## Document extract
-*-*-

Overall sentiment is highly mixed and polarized: many families praise Lakeland Manor for its caring, long‑tenured staff, clean and home‑like atmosphere, active programming, and reasonable cost, while other reviewers report serious clinical and safety failures including delayed nurse response, medication errors, alleged abuse, and neglect that resulted in injury or hospitalization. The facility elicits both strong recommendations and strong warnings; this dichotomy is the dominant theme across the reviews.
Care quality and clinical oversight: Reviews show two distinct patterns. Positive reviewers describe attentive caregivers, strong ownership involvement, and improvements in memory care compared with prior facilities. They report residents receiving good day‑to‑day assistance and respectful clinical attention. Conversely, several reviews document alarming lapses: nursing staff allegedly did not respond promptly to injuries (a broken heel, delayed checks), suspected physical abuse (handprint marks), medication administration errors, uneducated med techs, and a physician who did not return calls. These failures reportedly contributed to weight loss from not eating, emergency hospitalizations, and a need for urgent surgeries. The net impression is inconsistent clinical reliability — good for some residents but potentially unsafe for residents with higher or more complex medical needs.

-*-*-

## Required work
• a. In the review summary, what marks are cited as signs of suspected physical abuse?
• b. Edit the review summary from "Overall sentiment is" through "across the reviews.", and put "affordable pricing" in place of "reasonable cost".
Rely on the review summary alone, without drawing on outside knowledge.

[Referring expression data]
-*-*-

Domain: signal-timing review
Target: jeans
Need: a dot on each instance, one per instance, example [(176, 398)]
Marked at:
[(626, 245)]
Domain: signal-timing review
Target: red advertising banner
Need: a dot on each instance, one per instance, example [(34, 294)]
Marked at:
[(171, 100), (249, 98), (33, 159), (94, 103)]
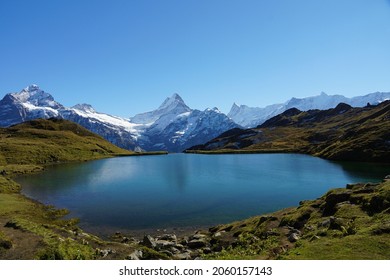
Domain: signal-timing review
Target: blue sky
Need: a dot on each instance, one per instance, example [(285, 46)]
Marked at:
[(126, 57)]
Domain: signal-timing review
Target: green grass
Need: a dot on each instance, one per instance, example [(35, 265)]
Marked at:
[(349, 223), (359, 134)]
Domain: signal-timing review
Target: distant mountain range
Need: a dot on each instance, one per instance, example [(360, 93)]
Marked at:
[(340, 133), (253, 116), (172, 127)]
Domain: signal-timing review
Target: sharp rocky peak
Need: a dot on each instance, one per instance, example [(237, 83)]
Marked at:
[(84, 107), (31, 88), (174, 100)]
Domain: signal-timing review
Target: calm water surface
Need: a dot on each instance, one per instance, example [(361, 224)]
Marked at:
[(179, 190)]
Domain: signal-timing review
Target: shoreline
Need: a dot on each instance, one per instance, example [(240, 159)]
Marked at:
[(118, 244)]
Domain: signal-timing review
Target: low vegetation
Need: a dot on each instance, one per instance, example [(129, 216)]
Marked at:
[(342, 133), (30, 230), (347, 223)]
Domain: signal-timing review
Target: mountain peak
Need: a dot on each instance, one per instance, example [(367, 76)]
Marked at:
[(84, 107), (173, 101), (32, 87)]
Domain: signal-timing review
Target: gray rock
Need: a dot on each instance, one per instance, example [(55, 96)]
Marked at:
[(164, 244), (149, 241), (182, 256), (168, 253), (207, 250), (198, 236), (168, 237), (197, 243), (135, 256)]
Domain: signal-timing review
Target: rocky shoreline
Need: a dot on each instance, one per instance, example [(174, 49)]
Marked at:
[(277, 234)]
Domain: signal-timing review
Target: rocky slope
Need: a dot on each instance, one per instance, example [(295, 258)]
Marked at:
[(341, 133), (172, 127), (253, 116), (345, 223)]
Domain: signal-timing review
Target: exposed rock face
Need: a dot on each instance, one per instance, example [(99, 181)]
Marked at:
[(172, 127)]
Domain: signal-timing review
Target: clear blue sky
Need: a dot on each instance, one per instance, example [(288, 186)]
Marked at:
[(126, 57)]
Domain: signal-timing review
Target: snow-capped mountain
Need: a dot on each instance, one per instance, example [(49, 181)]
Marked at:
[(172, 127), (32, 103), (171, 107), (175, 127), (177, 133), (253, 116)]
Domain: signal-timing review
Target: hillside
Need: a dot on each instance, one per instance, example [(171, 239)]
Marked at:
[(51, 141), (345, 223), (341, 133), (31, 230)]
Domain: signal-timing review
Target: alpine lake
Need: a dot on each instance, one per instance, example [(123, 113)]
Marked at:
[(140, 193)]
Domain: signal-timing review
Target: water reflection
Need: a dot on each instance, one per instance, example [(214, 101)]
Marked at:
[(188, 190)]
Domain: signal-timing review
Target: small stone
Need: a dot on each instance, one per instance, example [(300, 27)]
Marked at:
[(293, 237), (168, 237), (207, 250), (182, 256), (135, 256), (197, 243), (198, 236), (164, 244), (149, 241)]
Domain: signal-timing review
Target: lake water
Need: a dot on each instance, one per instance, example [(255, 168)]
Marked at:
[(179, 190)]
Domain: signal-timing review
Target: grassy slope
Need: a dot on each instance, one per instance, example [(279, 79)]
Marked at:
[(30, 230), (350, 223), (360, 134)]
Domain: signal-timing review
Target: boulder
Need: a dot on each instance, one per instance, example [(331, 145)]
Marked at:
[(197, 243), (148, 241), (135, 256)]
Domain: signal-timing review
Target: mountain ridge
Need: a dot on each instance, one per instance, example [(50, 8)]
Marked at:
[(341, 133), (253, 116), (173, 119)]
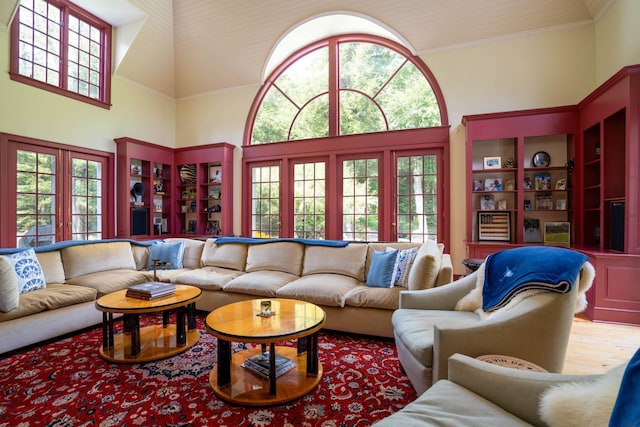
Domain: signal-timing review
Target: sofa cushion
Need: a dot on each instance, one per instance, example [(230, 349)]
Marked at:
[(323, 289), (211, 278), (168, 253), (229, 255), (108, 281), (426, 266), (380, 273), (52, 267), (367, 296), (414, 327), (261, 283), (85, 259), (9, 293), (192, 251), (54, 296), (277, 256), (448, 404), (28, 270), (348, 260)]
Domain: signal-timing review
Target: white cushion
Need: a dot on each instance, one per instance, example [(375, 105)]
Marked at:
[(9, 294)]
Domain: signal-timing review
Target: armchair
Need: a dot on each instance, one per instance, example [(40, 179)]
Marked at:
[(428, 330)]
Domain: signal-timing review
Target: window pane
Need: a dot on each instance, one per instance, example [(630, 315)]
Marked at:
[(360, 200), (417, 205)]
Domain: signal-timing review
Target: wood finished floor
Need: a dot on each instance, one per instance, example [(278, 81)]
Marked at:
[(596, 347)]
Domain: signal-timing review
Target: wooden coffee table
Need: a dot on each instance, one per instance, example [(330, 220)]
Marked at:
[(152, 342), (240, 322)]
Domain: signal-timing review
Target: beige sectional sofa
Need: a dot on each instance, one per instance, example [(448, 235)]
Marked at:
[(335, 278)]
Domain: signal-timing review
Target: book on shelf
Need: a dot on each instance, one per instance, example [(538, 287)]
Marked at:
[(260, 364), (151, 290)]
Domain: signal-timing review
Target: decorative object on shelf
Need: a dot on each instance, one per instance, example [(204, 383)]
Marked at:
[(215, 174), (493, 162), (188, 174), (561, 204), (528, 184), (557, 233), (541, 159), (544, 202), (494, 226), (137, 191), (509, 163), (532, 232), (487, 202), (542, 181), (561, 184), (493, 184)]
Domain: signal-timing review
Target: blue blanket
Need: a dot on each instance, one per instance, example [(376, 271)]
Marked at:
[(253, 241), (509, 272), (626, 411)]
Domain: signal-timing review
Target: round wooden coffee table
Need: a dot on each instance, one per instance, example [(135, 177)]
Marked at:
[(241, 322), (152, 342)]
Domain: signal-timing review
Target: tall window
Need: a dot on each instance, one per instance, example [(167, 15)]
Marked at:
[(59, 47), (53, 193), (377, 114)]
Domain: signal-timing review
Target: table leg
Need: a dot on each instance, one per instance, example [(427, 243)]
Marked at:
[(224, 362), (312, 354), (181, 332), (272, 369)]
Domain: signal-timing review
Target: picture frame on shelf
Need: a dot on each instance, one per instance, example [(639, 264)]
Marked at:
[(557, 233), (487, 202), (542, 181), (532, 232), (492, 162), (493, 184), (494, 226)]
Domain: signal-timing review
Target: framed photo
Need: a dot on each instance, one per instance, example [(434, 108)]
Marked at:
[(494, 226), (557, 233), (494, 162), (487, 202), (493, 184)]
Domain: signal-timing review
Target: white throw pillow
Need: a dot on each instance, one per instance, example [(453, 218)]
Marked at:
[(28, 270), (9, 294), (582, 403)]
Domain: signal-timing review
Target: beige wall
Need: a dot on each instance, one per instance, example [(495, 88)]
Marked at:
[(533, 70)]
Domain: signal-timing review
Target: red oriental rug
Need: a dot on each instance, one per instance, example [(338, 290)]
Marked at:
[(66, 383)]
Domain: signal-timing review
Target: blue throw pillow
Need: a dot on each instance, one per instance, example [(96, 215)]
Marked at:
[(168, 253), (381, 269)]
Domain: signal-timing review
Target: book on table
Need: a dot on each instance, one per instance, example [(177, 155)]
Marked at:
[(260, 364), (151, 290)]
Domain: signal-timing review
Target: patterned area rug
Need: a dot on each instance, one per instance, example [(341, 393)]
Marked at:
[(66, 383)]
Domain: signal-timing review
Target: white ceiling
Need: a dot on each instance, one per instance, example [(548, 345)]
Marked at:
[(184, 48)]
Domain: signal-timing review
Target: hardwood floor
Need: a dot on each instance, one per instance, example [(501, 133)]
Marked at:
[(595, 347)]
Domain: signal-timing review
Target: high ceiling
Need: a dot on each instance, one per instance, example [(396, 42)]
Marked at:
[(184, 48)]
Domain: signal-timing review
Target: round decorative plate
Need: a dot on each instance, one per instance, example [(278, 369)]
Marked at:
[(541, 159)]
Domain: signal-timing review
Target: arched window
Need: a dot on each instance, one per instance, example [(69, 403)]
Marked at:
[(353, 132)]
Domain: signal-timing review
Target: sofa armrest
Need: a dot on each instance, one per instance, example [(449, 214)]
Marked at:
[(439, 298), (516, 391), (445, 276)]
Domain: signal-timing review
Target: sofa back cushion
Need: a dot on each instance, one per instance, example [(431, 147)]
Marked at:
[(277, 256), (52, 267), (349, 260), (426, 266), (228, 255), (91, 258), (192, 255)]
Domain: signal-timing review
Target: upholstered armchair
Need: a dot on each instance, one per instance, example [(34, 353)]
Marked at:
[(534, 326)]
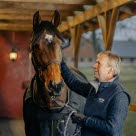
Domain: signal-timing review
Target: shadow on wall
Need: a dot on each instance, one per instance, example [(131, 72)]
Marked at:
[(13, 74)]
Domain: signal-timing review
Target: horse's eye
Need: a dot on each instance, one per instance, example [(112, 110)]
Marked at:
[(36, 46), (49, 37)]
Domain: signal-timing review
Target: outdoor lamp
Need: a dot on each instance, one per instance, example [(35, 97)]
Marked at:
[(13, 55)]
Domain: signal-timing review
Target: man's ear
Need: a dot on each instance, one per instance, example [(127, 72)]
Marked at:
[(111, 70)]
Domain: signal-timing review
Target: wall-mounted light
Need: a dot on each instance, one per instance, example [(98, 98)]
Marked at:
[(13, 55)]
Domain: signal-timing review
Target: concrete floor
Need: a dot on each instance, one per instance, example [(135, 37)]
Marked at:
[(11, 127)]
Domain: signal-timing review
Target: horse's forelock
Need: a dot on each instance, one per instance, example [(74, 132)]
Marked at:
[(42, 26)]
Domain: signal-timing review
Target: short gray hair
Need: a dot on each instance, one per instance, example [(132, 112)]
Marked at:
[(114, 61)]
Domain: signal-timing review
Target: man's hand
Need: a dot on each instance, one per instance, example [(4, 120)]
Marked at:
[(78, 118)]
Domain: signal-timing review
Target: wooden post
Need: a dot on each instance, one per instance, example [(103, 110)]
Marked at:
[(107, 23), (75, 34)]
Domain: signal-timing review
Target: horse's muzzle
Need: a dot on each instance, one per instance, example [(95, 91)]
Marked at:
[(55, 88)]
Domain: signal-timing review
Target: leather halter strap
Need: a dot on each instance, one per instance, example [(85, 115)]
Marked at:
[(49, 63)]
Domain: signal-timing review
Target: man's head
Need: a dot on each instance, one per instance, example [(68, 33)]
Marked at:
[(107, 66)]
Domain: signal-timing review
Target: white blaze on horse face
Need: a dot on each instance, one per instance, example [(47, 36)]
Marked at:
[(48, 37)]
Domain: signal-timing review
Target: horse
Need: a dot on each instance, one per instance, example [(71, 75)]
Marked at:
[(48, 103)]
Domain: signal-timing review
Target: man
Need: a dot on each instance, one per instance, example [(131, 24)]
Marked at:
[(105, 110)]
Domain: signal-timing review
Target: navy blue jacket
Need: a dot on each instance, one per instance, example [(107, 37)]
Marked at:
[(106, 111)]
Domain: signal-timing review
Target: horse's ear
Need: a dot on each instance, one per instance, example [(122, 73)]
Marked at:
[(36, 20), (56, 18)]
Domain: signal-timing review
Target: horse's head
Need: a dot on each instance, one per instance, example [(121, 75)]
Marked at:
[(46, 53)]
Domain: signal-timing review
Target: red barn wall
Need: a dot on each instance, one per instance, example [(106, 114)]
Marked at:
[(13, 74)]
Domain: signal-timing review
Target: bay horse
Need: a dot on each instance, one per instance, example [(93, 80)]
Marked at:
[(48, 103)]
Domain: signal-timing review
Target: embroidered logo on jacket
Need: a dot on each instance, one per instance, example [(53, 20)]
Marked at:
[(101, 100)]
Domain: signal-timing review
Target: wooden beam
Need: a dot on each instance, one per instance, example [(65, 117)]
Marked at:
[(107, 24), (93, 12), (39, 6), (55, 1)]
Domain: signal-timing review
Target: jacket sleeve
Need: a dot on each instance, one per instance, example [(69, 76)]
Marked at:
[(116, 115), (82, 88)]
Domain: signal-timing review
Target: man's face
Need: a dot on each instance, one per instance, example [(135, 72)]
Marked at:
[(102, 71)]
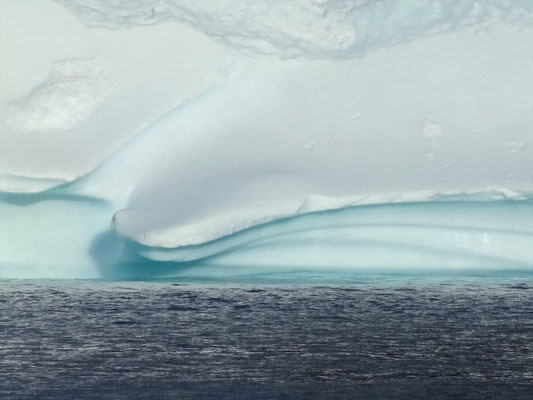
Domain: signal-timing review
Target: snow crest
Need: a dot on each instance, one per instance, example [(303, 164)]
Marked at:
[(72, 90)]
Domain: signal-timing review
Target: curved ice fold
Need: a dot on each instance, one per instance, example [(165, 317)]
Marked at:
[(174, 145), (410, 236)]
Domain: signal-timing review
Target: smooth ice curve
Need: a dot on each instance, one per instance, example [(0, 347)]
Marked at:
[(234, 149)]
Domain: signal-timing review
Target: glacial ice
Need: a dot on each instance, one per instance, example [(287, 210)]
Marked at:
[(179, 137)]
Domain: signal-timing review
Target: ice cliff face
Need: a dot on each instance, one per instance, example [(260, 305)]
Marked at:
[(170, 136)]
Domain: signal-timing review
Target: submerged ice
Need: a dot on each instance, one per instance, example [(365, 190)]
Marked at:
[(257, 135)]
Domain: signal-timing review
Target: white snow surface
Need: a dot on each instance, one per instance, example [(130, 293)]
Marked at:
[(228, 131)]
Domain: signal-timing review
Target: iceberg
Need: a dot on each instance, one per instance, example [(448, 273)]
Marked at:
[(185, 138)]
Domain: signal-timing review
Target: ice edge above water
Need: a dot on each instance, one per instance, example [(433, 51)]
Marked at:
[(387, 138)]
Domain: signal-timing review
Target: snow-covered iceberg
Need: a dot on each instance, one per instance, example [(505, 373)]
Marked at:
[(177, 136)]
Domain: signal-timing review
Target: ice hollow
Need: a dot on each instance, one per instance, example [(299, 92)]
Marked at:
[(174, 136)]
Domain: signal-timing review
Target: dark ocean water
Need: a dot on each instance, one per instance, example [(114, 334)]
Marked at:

-*-*-

## Solved tasks
• a. Handprint marks.

• b.
Overall sentiment is highly mixed and polarized: many families praise Lakeland Manor for its caring, long‑tenured staff, clean and home‑like atmosphere, active programming, and affordable pricing, while other reviewers report serious clinical and safety failures including delayed nurse response, medication errors, alleged abuse, and neglect that resulted in injury or hospitalization. The facility elicits both strong recommendations and strong warnings; this dichotomy is the dominant theme across the reviews.